For the word "each", copy every line of the material that includes it.
----
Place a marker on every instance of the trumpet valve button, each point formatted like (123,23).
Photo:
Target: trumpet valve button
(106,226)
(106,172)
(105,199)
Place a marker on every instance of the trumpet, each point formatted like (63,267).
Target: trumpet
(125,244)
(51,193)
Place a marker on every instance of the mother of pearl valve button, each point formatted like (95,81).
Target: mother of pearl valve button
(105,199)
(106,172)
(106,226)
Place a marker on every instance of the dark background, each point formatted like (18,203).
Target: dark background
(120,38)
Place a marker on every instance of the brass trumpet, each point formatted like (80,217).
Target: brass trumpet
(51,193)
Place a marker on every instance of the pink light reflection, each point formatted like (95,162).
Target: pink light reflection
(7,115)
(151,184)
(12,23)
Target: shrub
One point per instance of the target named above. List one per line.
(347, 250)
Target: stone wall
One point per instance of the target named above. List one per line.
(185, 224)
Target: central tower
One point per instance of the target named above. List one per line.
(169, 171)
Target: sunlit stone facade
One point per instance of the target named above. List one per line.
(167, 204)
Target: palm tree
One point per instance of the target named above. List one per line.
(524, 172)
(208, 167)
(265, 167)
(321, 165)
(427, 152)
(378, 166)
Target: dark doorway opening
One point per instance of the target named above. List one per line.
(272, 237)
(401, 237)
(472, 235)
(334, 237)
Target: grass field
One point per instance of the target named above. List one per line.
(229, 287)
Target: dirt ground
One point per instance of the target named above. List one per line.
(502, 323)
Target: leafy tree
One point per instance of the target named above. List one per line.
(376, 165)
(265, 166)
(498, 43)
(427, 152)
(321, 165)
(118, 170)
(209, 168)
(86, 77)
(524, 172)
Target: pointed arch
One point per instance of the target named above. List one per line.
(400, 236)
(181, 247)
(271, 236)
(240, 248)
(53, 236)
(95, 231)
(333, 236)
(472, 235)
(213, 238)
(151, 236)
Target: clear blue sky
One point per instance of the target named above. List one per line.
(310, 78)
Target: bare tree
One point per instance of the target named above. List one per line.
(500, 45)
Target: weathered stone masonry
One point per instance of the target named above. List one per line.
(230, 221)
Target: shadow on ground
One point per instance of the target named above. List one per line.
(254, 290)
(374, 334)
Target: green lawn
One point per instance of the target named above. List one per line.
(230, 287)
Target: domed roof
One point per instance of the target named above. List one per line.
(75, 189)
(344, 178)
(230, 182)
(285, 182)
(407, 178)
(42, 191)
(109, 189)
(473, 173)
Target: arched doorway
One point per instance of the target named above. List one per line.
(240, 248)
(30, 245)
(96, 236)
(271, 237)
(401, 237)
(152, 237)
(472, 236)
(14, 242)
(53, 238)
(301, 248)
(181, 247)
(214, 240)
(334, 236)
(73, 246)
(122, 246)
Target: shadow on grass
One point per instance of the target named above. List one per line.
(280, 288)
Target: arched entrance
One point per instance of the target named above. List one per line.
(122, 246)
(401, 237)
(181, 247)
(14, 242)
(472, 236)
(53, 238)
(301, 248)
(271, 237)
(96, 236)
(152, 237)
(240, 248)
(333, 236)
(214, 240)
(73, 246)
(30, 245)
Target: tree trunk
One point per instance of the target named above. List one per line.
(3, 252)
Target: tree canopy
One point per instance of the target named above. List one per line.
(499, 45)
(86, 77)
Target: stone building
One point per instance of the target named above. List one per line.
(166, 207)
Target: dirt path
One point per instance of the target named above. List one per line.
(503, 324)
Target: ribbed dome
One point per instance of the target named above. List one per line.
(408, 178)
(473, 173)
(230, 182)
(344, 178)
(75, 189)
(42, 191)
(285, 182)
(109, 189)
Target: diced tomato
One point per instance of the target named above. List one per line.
----
ANSWER SECTION:
Place a marker on every instance of the trumpet valve button, each point formatted like (123,23).
Place a marker on every instance of the trumpet, each point formatted like (63,267).
Place a marker on every instance of the mother of pearl valve button, each point formatted like (95,81).
Place a marker on every instance of the dark background, each point formatted like (18,203).
Place a marker on every instance of the brass trumpet, each point formatted like (80,217).
Place a marker on every instance of the pink light reflection, each point formatted like (95,162).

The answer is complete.